Instructions:
a) In the System.Net.Http issue thread, which labels are attached to the issue?
b) Pick up the System.Net.Http issue thread at the point where it stops, and carry it on.

Selected text:
Closed agerchev closed 1 year ago
I couldn't figure out the best area label to add to this issue. If you have write-permissions please help me learn by adding exactly one area label.
Tagging subscribers to this area: @dotnet/ncl See info in area-owners.md if you want to be subscribed.
Author: | agerchev |
---|---|
Assignees: | - |
Labels: | `area-System.Net.Http`, `tenet-performance`, `untriaged` |
Milestone: | - |
The threadpool count seems suspicious. Can you share the source code for the performance tool?
I have dumped the call stacks from the test with https and .net 7
Here is the tool.
class Program
{
private static ConcurrentDictionary<HttpStatusCode, MetricdData> _metricData = new ConcurrentDictionary<HttpStatusCode, MetricdData>();
/// <summary>
///
/// </summary>
/// <param name="numberOfUsers">Брой на потребителите</param>
/// <param name="numberOfIterations">Брой на итерациите, които всеки потребител прави</param>
/// <param name="url">Адрес</param>
/// <param name="defaultRequestVersion">версия на Http протокола по подразбиране - 1.0/1.1/2.0/3.0/</param>
/// <param name="header">Хедър, който се добавя при всяка заявка. Могат да се добавят няколко.</param>
static void Main(int numberOfUsers = 1, int numberOfIterations = 1, string url = null, string defaultRequestVersion = null, string[] header = null)
{
try
{
Program p = new Program();
p.RunPerformanceTest(numberOfUsers, numberOfIterations, url, string.IsNullOrEmpty(defaultRequestVersion) ? null : Version.Parse(defaultRequestVersion), header).Wait();
}
catch (Exception ex)
{
var exCurrent = ex;
do
{
Console.WriteLine(exCurrent.Message);
}
while ((exCurrent = exCurrent.InnerException) != null);
}
}
public async Task RunPerformanceTest(int numberOfUsers, int numberOfIterations, string url, Version defaultRequestVersion, string[] header)

Data records:
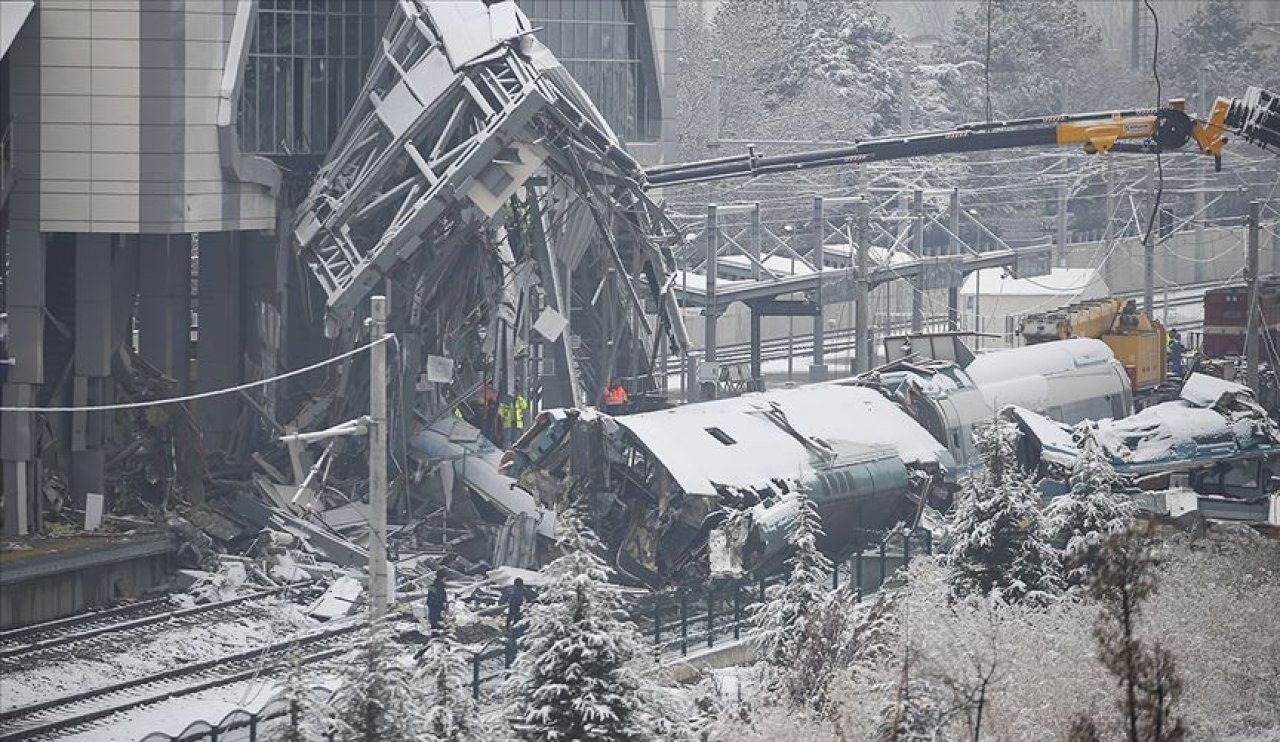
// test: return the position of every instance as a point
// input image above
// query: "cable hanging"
(210, 393)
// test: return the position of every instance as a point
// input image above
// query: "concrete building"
(152, 154)
(995, 302)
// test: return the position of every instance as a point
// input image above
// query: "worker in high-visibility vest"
(615, 398)
(512, 411)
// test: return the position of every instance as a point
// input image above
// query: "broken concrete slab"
(338, 600)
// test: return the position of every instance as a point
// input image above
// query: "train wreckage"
(712, 486)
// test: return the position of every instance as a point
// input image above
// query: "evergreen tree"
(784, 618)
(306, 719)
(855, 47)
(444, 677)
(1147, 674)
(763, 46)
(577, 678)
(1036, 46)
(1216, 41)
(378, 700)
(999, 550)
(1091, 511)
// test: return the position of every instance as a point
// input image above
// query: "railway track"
(108, 624)
(56, 718)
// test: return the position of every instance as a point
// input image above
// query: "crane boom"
(1256, 118)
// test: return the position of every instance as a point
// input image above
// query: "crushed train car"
(1215, 434)
(949, 390)
(666, 486)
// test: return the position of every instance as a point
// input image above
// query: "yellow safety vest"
(512, 412)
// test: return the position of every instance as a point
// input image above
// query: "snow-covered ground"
(108, 660)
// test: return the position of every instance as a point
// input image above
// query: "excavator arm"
(1256, 118)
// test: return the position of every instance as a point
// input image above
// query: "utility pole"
(1251, 278)
(1061, 224)
(378, 459)
(1134, 33)
(712, 311)
(1148, 248)
(954, 291)
(818, 369)
(918, 285)
(714, 104)
(862, 294)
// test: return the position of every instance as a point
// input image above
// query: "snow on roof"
(731, 442)
(1174, 430)
(780, 265)
(1040, 360)
(877, 255)
(696, 282)
(1069, 282)
(1207, 390)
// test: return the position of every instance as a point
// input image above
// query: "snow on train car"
(1065, 380)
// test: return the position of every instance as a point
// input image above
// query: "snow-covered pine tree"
(444, 678)
(306, 719)
(378, 699)
(854, 46)
(1091, 511)
(577, 677)
(782, 619)
(1146, 673)
(999, 549)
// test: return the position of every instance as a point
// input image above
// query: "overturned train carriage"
(677, 493)
(1215, 435)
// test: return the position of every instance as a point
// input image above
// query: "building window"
(305, 69)
(600, 45)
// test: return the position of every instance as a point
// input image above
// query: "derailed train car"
(712, 486)
(1065, 380)
(1215, 435)
(675, 490)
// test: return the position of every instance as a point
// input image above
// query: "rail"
(97, 624)
(55, 718)
(680, 619)
(675, 622)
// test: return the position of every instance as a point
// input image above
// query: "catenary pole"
(1251, 276)
(378, 586)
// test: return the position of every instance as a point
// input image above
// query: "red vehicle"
(1225, 319)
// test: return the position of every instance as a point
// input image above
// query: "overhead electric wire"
(210, 393)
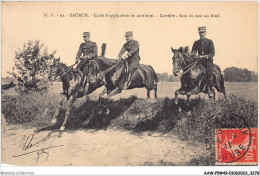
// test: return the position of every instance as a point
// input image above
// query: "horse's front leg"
(148, 94)
(54, 117)
(176, 100)
(71, 103)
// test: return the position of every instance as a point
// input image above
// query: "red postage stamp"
(236, 146)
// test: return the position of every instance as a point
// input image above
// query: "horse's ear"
(173, 50)
(181, 49)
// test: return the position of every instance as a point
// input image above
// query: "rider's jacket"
(132, 47)
(204, 47)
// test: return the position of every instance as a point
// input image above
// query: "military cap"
(128, 33)
(86, 34)
(202, 29)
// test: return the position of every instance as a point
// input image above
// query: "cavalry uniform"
(89, 51)
(133, 58)
(205, 49)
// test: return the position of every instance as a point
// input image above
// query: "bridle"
(99, 74)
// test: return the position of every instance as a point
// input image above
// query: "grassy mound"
(138, 115)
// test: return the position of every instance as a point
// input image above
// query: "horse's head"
(55, 70)
(178, 61)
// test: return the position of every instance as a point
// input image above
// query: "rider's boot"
(128, 81)
(210, 85)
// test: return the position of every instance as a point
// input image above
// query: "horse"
(113, 73)
(193, 77)
(100, 71)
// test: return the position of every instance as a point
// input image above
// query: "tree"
(32, 64)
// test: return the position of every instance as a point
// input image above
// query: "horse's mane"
(186, 51)
(64, 66)
(106, 61)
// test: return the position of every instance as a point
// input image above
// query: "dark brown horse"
(99, 72)
(192, 73)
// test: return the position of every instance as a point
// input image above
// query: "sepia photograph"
(129, 83)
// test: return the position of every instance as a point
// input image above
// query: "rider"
(206, 52)
(130, 52)
(89, 51)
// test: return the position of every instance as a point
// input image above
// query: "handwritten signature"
(30, 144)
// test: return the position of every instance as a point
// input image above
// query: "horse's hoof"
(99, 112)
(53, 121)
(62, 128)
(107, 111)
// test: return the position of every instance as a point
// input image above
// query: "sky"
(234, 32)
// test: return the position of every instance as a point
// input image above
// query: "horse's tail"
(219, 84)
(156, 80)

Answers:
a) `area-System.Net.Http`, `tenet-performance`, and `untriaged`.

b)
{
List<Task> pendingWork = new List<Task>();
SocketsHttpHandler handler = new SocketsHttpHandler();
handler.PooledConnectionLifetime = TimeSpan.FromMinutes(30);
handler.PooledConnectionIdleTimeout = TimeSpan.FromMinutes(30);
handler.EnableMultipleHttp2Connections = true;
handler.MaxConnectionsPerServer = 1024;
handler.SslOptions.RemoteCertificateValidationCallback = (sender, certificate, chain, sslPolicyErrors) => { return true; };
HttpClient httpClient = new HttpClient(handler);
if (defaultRequestVersion != null)
httpClient.DefaultRequestVersion = defaultRequestVersion;
NameValueHeaderValue[] headers = new NameValueHeaderValue[header?.Length ?? 0];
for (int i = 0; i < header?.Length; i++)
{
headers[i] = NameValueHeaderValue.Parse(header[i]);
}
Stopwatch stopwatch = Stopwatch.StartNew();
for (int users = 0; users < numberOfUsers; users++)
{
pendingWork.Add(Task.Run(async () =>
{
var buffer = new byte[32 * 1024];
for (var iter = 0; iter < numberOfIterations; iter++)
{
var stopwatchLocal = Stopwatch.StartNew();
using (var httprequest = new HttpRequestMessage(HttpMethod.Get, new Uri(url)) { Version = httpClient.DefaultRequestVersion, VersionPolicy = httpClient.DefaultVersionPolicy })
{
foreach (var header in headers)
httprequest.Headers.Add(header.Name, header.Value);
using (var response = await httpClient.SendAsync(httprequest, HttpCompletionOption.ResponseHeadersRead))
{
using (var stream = await response.Content.ReadAsStreamAsync())
{
while ((await stream.ReadAsync(buffer, 0, buffer.Length)) > 0) ;
}
var metricData = _metricData.GetOrAdd(response.StatusCode, (statusCode) => { return new MetricdData(); });
Interlocked.Increment(ref metricData.NumberOfRequests);
Interlocked.Add(ref metricData.AvgLatency, stopwatchLocal.ElapsedMilliseconds);
}
}
}
}));
}
var monitoringTask = StartMonitoring();
await Task.WhenAll(pendingWork.ToArray());
stopwatch.Stop();
Console.WriteLine("{0} iterations Completed in {1}. {2}r/s", numberOfIterations * numberOfUsers, stopwatch.Elapsed, (numberOfIterations * numberOfUsers) / stopwatch.Elapsed.TotalSeconds);
}
public async Task StartMonitoring()
{
StringBuilder report = new StringBuilder();
while (true)
{
try
{
report.Clear();
foreach (var metric in _metricData.OrderBy((kvp) => kvp.Key))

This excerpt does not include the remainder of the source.